-- START --
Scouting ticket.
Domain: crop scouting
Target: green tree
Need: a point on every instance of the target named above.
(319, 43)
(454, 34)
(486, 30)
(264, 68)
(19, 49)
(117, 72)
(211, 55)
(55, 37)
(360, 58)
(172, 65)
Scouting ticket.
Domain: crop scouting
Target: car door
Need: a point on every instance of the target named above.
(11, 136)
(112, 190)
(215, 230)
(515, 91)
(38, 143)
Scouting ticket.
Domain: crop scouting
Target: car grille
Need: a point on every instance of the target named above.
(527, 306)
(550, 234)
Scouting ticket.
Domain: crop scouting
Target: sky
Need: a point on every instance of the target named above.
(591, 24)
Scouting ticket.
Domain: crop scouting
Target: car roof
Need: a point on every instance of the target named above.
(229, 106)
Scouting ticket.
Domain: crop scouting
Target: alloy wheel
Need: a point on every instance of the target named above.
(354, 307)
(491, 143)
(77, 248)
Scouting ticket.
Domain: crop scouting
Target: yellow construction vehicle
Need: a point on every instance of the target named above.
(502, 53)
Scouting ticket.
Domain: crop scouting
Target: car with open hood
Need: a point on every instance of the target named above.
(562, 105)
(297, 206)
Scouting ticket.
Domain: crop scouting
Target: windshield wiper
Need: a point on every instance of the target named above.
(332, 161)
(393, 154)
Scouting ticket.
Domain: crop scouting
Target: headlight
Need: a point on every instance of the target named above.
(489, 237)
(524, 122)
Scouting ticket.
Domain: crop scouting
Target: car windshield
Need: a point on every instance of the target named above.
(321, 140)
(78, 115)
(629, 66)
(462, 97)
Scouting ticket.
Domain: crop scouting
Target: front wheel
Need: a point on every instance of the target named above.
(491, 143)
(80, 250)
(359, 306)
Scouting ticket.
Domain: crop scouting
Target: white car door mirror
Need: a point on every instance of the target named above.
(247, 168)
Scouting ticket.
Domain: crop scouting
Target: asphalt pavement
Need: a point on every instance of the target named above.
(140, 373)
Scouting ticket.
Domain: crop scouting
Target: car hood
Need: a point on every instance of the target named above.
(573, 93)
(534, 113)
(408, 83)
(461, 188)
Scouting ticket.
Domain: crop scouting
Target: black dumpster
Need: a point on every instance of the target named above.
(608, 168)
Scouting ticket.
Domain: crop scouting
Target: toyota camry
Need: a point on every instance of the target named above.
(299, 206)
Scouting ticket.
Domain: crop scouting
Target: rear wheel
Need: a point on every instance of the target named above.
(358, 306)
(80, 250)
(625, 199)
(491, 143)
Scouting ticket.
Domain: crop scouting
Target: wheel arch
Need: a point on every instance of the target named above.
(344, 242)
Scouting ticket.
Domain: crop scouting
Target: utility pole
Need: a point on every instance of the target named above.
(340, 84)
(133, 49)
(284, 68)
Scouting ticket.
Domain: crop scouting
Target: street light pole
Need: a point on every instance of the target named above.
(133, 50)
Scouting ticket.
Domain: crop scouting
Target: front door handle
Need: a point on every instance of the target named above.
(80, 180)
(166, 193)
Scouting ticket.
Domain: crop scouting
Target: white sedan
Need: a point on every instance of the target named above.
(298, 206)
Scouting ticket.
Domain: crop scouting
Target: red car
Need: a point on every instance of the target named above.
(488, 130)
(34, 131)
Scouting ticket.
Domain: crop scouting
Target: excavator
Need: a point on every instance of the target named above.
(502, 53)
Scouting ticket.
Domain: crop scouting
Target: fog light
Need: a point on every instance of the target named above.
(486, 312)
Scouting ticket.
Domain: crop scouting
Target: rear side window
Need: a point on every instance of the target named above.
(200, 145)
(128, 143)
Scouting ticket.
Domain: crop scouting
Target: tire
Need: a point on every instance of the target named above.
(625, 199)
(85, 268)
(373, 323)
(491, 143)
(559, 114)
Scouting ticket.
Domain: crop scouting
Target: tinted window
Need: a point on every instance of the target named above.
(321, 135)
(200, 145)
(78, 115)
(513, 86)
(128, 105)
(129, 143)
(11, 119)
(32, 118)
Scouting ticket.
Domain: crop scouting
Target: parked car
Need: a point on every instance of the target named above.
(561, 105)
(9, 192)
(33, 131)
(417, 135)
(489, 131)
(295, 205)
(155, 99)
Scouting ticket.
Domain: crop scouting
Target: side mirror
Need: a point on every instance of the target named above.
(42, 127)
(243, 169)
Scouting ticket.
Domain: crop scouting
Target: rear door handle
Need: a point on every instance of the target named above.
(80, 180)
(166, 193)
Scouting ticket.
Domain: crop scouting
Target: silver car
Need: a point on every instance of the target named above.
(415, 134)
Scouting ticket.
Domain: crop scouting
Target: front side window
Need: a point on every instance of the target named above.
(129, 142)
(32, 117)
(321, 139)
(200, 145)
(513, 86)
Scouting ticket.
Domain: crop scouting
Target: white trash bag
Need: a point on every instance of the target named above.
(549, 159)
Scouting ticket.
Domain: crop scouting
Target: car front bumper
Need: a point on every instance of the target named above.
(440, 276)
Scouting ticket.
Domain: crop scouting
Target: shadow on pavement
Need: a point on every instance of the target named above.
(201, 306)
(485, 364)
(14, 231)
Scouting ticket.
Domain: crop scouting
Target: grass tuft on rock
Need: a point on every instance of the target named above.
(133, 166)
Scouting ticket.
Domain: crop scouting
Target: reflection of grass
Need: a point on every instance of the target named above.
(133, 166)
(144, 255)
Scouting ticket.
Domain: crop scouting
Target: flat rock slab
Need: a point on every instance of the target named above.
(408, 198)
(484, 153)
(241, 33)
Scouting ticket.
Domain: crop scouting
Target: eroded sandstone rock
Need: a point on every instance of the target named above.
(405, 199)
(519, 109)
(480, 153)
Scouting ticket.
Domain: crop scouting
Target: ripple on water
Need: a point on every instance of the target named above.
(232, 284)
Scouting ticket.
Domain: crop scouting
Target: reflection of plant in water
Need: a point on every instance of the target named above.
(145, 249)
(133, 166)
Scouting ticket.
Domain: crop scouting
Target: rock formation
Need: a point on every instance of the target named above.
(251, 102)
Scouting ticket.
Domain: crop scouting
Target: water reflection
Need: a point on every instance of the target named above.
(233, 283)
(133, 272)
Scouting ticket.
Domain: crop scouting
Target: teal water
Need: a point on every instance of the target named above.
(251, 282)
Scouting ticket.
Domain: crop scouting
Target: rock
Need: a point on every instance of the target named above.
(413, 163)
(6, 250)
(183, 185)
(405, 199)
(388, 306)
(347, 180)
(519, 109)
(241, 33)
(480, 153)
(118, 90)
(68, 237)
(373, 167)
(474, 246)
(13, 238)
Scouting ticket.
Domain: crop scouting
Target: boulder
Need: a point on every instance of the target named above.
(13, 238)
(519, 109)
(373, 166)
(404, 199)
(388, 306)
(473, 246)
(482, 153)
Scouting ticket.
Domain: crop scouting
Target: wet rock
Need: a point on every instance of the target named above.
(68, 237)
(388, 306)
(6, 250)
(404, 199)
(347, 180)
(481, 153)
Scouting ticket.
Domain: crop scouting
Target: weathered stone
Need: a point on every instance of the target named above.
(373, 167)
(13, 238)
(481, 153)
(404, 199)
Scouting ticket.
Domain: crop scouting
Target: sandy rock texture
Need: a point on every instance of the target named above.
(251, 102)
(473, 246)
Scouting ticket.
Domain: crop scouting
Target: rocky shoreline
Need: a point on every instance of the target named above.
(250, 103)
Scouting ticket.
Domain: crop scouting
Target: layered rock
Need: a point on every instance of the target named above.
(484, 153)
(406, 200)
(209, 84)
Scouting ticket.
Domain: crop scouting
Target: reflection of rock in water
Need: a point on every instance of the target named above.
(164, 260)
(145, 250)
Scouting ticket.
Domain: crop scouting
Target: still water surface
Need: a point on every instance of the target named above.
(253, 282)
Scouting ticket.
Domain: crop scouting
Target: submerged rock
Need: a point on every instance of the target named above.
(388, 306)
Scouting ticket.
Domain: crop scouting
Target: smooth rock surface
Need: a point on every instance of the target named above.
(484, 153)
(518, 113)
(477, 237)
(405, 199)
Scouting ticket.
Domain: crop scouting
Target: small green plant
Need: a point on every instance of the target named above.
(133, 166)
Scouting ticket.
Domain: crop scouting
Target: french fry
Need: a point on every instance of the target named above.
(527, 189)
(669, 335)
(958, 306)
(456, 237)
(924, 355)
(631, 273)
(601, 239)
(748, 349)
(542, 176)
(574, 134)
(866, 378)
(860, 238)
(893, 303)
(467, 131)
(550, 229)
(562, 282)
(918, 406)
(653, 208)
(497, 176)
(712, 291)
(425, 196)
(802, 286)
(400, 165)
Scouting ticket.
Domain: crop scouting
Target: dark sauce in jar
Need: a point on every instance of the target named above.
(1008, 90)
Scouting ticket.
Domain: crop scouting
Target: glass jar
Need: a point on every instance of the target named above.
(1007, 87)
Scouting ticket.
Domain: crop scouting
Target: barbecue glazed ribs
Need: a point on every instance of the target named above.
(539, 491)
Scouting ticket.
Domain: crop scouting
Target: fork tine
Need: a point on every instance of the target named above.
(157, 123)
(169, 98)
-- END --
Return every line of the material above that contains the string "grass", matching case exactly.

(Output of the task)
Target: grass tuft on rock
Target: reflection of grass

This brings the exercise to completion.